EXCERPTED PASSAGE —

MLB is attempting to be as flexible as possible about this, having a second, “taxi” squad separate from the traveling team with players available to fill in at a second’s notice if they lose a few players at once. (It’s flexible with geography too: One of the possibilities for the Blue Jays is that they just play at whatever MLB stadium happens to be available to them on a given day.) And at a certain point, momentum will kick in. Once the season has begun, it becomes more difficult to shut down than it would have before. If MLB makes it to first pitch on Thursday night — in Washington, D.C., a city where the league needed a special waiver as well — it’ll take an extraordinary event to get them to stop the season. And remember: Baseball only needs to make it through two months of the regular season; once the playoffs start, two-thirds of the teams will be eliminated. By late October, you’d only have two teams and two stadiums. You will have essentially made it.
One league that will be watching MLB’s attempted trick shot incredibly closely is the NFL, which is also playing at home stadiums and even toying with allowing fans in the stands, like NASCAR has the last two weekends. With training camp just a week away, the NFL and its players union are fighting in a way that’s not dissimilar to the MLB-union fracas, largely about safety issues at camp. If baseball’s plan blows up, it makes it that much more difficult for football to proceed. But if MLB makes it through the year, the NFL will surely have no issue barreling through their schedule as well, much to the relief of television executives everywhere.

QUESTIONS TO ANSWER —
- a) According to the baseball passage, in what city is MLB's first pitch on Thursday night set to happen?
- b) Write out everything in the baseball passage from "One league that" down to "television executives everywhere.".
- c) Carry on the baseball passage from the point where it stops.
The items are separate material with no connection to the baseball passage.

PROVIDED DATA —

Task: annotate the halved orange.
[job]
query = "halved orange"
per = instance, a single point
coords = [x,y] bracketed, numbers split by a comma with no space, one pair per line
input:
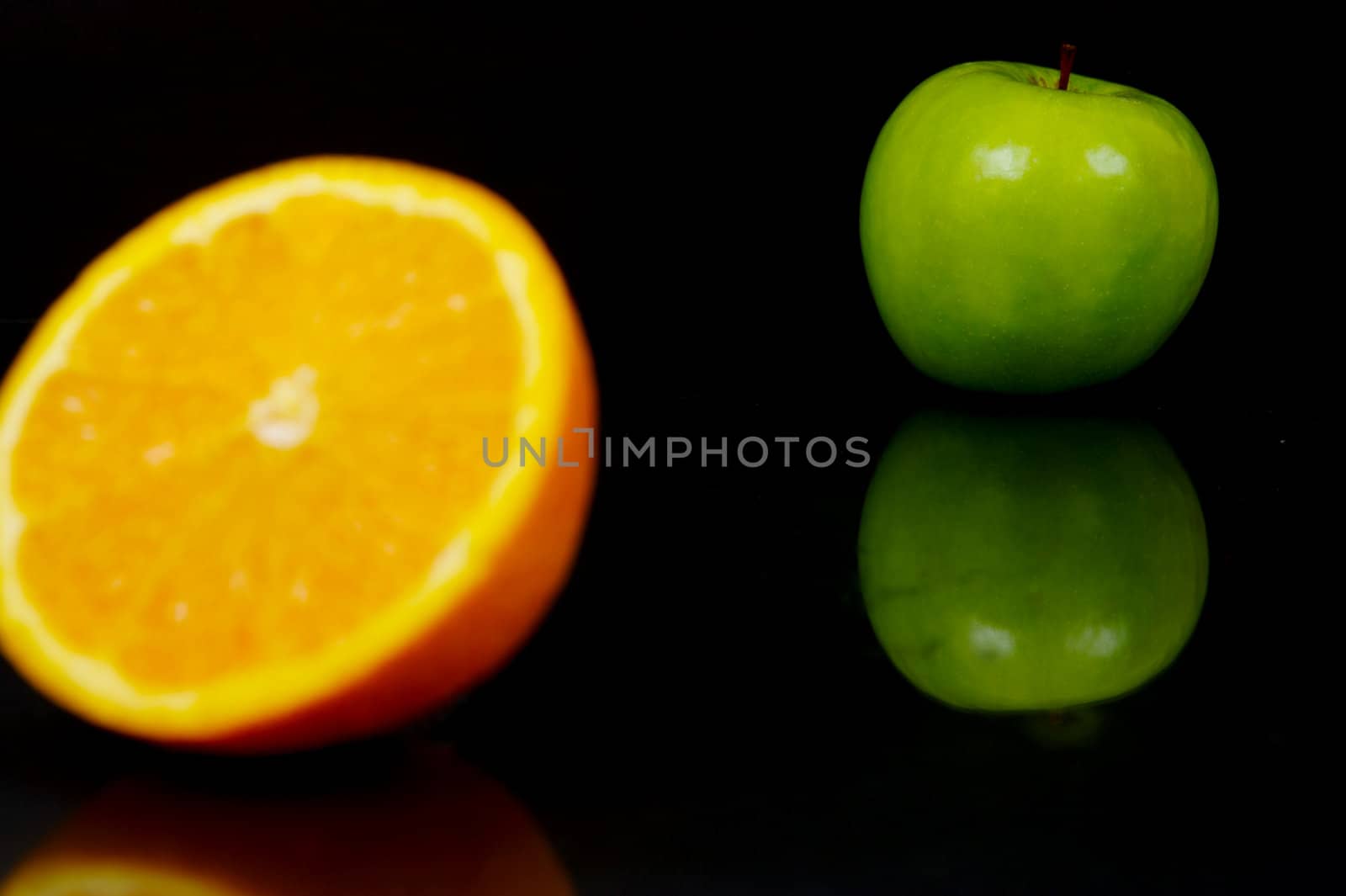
[246,500]
[431,826]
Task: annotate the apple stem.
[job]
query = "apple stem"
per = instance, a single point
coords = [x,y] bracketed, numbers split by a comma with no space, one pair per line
[1068,58]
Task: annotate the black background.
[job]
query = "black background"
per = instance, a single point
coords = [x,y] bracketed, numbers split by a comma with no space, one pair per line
[707,709]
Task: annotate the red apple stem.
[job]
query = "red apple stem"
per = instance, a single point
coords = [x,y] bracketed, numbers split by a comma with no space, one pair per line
[1068,58]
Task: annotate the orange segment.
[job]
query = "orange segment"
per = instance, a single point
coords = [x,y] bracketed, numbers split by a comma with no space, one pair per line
[242,489]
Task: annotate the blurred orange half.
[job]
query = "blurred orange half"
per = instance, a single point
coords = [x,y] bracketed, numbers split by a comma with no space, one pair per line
[244,494]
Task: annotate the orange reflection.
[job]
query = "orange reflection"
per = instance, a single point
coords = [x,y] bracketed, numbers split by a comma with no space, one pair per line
[437,826]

EXERCISE ANSWERS —
- a) Washington, D.C.

- b)
One league that will be watching MLB’s attempted trick shot incredibly closely is the NFL, which is also playing at home stadiums and even toying with allowing fans in the stands, like NASCAR has the last two weekends. With training camp just a week away, the NFL and its players union are fighting in a way that’s not dissimilar to the MLB-union fracas, largely about safety issues at camp. If baseball’s plan blows up, it makes it that much more difficult for football to proceed. But if MLB makes it through the year, the NFL will surely have no issue barreling through their schedule as well, much to the relief of television executives everywhere.

- c)
There are arguments, fair arguments, about whether or not baseball should even try to come back at all in the midst of this pandemic. I’ve struggled with the question myself. But it is coming back, this Thursday night, with the Yankees and the defending champion Nationals, and then with a full slate of games on Friday and throughout the next two months. The exhibition games with no fans have turned out to be decidedly more fun than many had worried, and the cutouts of spectators (and dogs) at Citi Field on Saturday night were undeniably charming.
There are going to be more snags, and one can only hope and pray that any future COVID positives lead to more quick recoveries. (This is far from assured.) But if baseball can pull this off, it doesn’t just give hope to the NFL; it will usher in a dizzying period of American sports over the next month-plus. The WNBA begins its season this weekend; the NHL and NBA will both begin next week. We will have gone from no sports in the United States to a flood of them — at the exact moment the pandemic is raging like never before. How’s it going to work out? No one has any idea. It may be glorious. It may be a disaster. But it will be, as always, uniquely American: all in, plunging forward, hoping for the best, trying to sneak in what you can, while you can. And it will be absolutely riveting to watch.